*** Opening DOCUMENT TEXT ***

In this study we investigated the microbial community mediating algal detritus turnover under anaerobic conditions. We utilized three representative algal species: Chlorella vulgaris strain UTEX2714 representing the Chlorophyta, Chara sp. strain IWP representing the Charophyceae, and Ascophyllum nodosum (kelp) representing the brown algae (Phaeophyceae). We followed the turnover of these algae in enrichments that were set up using three different sources of inoculum: an anoxic freshwater sulfide- and sulfur-rich spring (Zodletone spring, OK), a wastewater treatment plant (Municipal wastewater treatment plant in Stillwater, OK), and a seasonally stratified lake that experience seasonal algal blooms (Grand Lake O’ the Cherokees, OK). We identified multiple microbial lineages that were significantly enriched in these treatments. Some of these lineages appear to be substrate-specific (i.e., enriched when using a specific algal species as a substrate source regardless of the inoculum source utilized, e.g., VadinBC27 that was enriched on Chara and Chlorella regardless of the inoculum source and Spirochaeta that was enriched on Chara and Chlorella in ZDT and WWT microcosms), habitat-specific (i.e., enriched only when using a specific source of inoculum regardless of the algal substrate utilized, e.g., Buttiauxella, that was enriched in GL microcosms regardless of the algal substrate), or treatment-specific (i.e., encountered only in a specific algal substrate/inoculum source combination, e.g., Arcobacter in WWT microcosms on kelp, Geosporobacter, Acidaminobacter, Anaerosporobacter, and Treponema in ZDT microcosms on kelp, Youngiibacter in ZDT microcosms on Chlorella, and Pantoea in GL microcosms on Chara).

*** Closing DOCUMENT TEXT ***
*** Opening DATA SUPPLIED ***

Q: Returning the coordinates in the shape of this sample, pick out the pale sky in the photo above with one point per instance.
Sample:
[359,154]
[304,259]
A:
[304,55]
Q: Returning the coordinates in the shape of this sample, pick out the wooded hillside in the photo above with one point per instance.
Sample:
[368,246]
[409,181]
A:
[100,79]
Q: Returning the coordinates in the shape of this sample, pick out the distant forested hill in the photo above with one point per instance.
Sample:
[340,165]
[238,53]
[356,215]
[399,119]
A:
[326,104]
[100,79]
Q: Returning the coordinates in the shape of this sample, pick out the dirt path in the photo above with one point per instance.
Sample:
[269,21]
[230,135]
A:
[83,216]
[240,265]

*** Closing DATA SUPPLIED ***

* [REQUIRED WORK]
A. Please decide whether each statement agrees with the passage on algal detritus turnover, answering yes or no and quoting the words of the passage that settle it. (i) Buttiauxella was enriched in GL microcosms whatever the algal substrate. (ii) Chara sp. strain IWP was the species chosen to represent the brown algae. (iii) Youngiibacter was encountered in ZDT microcosms on kelp.
B. Proceed with the passage on algal detritus turnover, starting after its final sentence.

* [RESPONSE LIST]
A.
(i) Yes: "Buttiauxella, that was enriched in GL microcosms regardless of the algal substrate"
(ii) No: "Chara sp. strain IWP representing the Charophyceae"
(iii) No: "Youngiibacter in ZDT microcosms on Chlorella"

B.
Within all nine treatments examined, a high level of diversity was invariably retained at the conclusion of the incubation process. We reason that this is a reflection of the complexity of the substrate utilized. Algal detritus harbors multiple complex macromolecules, e.g., proteins, lipids, nucleic acids, and polysaccharide, that vary considerably in structure and hence require multiple enzymes and pathways for their efficient degradation (e.g., pectin and cellulose in algal cell walls require an arsenal of degradation enzymes (Abbott & Boraston, 2008; Doi & Kosugi, 2004)). Such level of complexity could potentially select for a wide range of organisms, each contributing to the degradation process of a specific substrate within the algal biomass. This is in stark contrast to the selection of one/few microbial lineages in anaerobic incubations conducted using a single, chemically defined substrate (Viggor et al., 2013; Yagi et al., 2010).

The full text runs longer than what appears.